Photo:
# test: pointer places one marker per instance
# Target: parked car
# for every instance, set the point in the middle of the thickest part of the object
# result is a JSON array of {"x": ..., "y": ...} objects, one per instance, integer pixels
§
**Requirement:** Without leaving anything out, output all of the material exactly.

**Exercise result:**
Photo:
# test: pointer places one marker per instance
# Target: parked car
# for every instance, set the point in the middle of the thickest part of the object
# result is a JSON array of {"x": ..., "y": ...} objects, one per instance, integer pixels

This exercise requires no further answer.